- _Work to do_:
1 – According to the Anime Boston history, which organization created and runs the convention?
2 – Write a continuation of the Anime Boston history, picking up after its final sentence.

- _Extract to read_:

Anime Boston is an annual three-day anime fan convention held in the spring in Boston, Massachusetts, United States. The convention features a number of events which include a masquerade, an anime music video contest, video programming rooms, an artists' alley and art show, karaoke, game shows, video games, RPGs, and a LARP. Anime Boston was created and is run by the New England Anime Society, Inc., a Massachusetts-based non-profit organization.
The first plans for Anime Boston came along in October 2001. At that time, there was a clear need for some sort of anime event in the Boston area, but nobody had taken the initiative to hold one. There had been a couple small conventions in New England, but anime fans still had to travel to Maryland to find a fan convention with more than a few hundred people. Adam Ferraro and Patrick Delahanty started working together to gather a team to make it happen in The Hub.
A couple weeks later, Derek Guder and Tiffani Nadeau joined the team and the first real plans started to come together. Adam proceeded to get the New England Anime Society incorporated.
Other than being anime fans, the other thing that most of the convention's founders had in common was that they were all longtime readers of AnimeOnDVD. The founders wanted to maintain a good working relationship with the popular anime web site and even turned to its members when it needed to choose a name. Although the board had narrowed it down to two, there was debate over which of those two to choose. The question was presented to members of the AnimeOnDVD forums and the better choice became clear: Anime Boston.

- _Provided information_:
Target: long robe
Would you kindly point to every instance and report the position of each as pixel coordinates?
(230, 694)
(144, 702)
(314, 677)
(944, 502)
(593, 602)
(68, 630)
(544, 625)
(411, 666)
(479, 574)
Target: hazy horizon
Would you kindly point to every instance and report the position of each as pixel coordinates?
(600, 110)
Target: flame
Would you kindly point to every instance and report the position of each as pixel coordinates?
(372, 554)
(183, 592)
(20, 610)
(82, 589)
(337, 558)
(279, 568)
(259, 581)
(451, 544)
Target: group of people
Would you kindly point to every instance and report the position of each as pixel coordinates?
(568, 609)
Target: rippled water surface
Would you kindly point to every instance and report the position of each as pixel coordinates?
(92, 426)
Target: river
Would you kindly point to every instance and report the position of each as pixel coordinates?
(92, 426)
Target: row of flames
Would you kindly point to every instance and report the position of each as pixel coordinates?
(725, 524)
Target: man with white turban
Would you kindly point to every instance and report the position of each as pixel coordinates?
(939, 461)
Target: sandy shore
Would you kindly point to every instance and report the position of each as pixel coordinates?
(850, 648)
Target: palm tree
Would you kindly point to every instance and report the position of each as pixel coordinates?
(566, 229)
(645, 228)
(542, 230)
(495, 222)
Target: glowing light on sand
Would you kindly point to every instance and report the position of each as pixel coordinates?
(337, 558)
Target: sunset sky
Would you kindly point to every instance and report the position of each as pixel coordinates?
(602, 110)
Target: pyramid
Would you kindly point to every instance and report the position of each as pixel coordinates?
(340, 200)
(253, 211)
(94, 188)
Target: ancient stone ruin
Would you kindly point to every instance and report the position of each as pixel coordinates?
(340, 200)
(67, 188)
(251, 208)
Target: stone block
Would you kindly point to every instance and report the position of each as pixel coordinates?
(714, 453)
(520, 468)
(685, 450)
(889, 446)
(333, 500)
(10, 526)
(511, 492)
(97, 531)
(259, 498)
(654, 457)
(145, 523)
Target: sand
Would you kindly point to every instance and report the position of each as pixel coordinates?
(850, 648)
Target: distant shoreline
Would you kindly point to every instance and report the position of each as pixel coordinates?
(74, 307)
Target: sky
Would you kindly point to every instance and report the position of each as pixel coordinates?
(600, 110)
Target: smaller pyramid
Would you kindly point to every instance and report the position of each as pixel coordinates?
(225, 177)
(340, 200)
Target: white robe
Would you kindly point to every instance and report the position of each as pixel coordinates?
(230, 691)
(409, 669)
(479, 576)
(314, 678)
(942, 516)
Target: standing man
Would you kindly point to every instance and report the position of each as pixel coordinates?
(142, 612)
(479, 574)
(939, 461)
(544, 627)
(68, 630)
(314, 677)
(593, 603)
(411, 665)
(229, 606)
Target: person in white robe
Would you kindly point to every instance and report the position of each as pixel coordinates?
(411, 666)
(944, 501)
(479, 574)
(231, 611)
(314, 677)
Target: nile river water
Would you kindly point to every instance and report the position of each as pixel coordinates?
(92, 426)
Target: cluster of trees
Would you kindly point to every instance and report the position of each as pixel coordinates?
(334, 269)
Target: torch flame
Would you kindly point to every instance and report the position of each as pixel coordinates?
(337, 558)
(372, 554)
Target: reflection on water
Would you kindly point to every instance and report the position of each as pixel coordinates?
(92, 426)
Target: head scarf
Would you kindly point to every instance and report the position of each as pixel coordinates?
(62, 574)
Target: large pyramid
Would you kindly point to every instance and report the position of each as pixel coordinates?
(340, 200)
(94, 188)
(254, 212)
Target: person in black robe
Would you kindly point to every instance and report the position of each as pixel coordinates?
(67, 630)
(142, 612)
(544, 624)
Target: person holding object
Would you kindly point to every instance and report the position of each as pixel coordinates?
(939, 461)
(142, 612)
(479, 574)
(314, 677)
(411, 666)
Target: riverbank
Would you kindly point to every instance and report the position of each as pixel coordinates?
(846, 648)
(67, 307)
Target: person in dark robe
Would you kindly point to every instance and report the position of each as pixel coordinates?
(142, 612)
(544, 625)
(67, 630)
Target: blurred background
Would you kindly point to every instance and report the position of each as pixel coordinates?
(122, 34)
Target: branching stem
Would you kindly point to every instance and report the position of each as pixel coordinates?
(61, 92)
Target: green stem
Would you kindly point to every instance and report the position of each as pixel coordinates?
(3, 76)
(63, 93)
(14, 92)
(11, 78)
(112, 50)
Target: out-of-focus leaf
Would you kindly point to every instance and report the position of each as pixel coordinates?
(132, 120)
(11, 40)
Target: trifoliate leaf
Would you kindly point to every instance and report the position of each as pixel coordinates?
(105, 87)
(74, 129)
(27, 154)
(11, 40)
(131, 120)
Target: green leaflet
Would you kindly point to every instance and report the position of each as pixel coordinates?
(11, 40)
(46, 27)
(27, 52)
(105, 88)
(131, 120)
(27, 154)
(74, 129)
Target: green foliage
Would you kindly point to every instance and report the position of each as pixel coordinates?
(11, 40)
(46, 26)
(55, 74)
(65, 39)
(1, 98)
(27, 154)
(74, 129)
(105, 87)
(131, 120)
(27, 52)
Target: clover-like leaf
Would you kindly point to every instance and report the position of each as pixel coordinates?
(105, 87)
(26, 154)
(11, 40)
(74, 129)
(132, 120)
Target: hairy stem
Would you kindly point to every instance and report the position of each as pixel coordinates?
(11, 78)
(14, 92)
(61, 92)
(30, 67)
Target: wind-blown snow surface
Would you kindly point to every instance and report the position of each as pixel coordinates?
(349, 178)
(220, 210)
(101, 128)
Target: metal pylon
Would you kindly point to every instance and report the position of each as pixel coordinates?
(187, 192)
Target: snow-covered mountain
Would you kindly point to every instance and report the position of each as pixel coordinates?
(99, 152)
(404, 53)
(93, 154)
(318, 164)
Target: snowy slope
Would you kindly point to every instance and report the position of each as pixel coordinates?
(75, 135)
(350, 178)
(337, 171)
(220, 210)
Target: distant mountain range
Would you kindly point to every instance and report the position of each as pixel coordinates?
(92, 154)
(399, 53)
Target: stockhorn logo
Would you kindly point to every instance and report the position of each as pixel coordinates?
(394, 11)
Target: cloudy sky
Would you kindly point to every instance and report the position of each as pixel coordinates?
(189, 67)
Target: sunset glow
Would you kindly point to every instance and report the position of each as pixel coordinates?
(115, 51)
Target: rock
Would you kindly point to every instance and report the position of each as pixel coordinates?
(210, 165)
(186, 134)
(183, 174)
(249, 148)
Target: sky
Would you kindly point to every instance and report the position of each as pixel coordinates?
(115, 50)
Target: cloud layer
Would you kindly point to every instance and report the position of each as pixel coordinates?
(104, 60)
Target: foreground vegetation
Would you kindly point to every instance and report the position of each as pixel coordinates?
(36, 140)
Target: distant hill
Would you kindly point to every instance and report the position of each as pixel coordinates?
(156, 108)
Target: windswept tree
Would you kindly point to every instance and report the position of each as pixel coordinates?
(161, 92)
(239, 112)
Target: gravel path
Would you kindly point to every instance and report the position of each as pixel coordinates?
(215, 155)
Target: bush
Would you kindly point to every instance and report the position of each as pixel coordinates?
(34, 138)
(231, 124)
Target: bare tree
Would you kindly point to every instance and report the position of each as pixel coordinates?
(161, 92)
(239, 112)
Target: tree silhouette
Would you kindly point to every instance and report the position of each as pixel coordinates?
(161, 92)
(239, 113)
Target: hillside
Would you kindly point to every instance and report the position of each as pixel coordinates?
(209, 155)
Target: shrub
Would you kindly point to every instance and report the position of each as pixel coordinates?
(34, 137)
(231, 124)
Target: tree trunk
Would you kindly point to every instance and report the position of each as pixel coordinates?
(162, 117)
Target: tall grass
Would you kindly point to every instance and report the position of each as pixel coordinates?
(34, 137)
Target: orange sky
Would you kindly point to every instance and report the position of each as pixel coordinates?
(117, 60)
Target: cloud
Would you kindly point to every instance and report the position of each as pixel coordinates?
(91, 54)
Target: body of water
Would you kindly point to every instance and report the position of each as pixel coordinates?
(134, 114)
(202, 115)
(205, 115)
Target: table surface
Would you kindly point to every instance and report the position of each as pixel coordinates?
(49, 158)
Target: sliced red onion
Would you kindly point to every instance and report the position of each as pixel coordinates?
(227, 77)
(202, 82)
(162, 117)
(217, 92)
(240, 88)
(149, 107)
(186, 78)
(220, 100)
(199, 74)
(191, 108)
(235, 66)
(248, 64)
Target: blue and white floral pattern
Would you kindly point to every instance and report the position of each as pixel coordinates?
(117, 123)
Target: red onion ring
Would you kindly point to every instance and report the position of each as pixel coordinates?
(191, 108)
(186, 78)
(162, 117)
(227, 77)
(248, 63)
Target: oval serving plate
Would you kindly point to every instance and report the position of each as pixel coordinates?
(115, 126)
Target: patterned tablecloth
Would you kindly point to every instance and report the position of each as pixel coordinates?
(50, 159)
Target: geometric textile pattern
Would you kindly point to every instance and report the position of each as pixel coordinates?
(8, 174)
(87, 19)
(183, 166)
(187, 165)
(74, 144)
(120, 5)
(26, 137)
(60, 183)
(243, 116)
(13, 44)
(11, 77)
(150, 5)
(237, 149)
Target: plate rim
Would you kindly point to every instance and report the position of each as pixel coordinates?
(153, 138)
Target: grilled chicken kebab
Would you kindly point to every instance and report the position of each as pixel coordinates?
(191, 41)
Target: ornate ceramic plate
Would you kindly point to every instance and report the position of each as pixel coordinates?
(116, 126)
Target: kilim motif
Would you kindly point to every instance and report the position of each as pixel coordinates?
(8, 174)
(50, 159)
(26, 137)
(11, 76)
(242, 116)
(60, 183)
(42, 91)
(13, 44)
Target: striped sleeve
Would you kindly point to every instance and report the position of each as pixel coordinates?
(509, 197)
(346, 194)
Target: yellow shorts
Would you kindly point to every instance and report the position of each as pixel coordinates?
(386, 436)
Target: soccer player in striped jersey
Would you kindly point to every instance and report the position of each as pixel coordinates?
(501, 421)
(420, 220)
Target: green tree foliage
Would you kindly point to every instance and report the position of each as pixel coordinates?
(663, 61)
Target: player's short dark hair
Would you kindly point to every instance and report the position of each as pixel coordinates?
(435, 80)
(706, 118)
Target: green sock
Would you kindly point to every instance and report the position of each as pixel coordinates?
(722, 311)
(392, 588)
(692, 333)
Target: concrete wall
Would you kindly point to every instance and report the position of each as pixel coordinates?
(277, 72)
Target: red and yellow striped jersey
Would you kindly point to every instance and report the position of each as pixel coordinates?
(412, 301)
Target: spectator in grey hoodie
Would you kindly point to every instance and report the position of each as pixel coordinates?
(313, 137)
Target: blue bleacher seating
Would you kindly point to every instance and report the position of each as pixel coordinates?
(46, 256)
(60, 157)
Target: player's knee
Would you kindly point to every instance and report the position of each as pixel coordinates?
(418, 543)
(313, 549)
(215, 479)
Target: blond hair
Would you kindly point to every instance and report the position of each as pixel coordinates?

- _Answers for the tasks_:
1 – The New England Anime Society, Inc., a Massachusetts-based non-profit organization.

2 –
After touring four Boston-area hotels in December 2001, the Boston Park Plaza Hotel won the bid. They not only offered the lowest room rate for attendees, but they were familiar with fan conventions from hosting Arisia for several years. Anime Boston estimated a "worst case scenario" of 600 attendees for its first year. This was nearly double the number of attendees at Mikkakan, an anime convention in New Hampshire in June 2001 which set a record attendance for New England at the time. Even if the high estimate of 1000 people showed up, they would still easily fit in the Boston Park Plaza Hotel seeing as how Arisia has been there for several years with an attendance of around 2,500.
Working with AnimeOnDVD, interest in Anime Boston began growing quickly. Large or nearby anime conventions were peppered with Anime Boston 2003 flyers, program guide ad swaps were arranged, and booth space was reserved at Otakon 2002. By the fall of 2002, Anime Boston was coming along nicely and the pre-registration numbers had surpassed Mikkakan's attendance. Talking with other anime conventions, Anime Boston's senior staff based the new attendance estimates on the advice from other conventions' years of experience. At this point, it was estimated that Anime Boston would have maybe 1,000 to 2,000 attendees by the time the convention came around in April.
In late 2002, the New England Anime Society needed to consider booking space for Anime Boston 2004. Figuring that For Anime Boston 2003 would have maybe 2,000 people at most and knowing that the Boston Park Plaza Hotel could hold more than that, a contract was signed to hold Anime Boston at the hotel for a second year.
When pre-registration for Anime Boston 2003 finally closed, there were 1,384 pre-registrants. No anime convention had ever had that kind of response in their first year. When the staff arrived at the hotel, they found thousands more wanting to attend the convention that weekend for a total attendance of 4,110 people.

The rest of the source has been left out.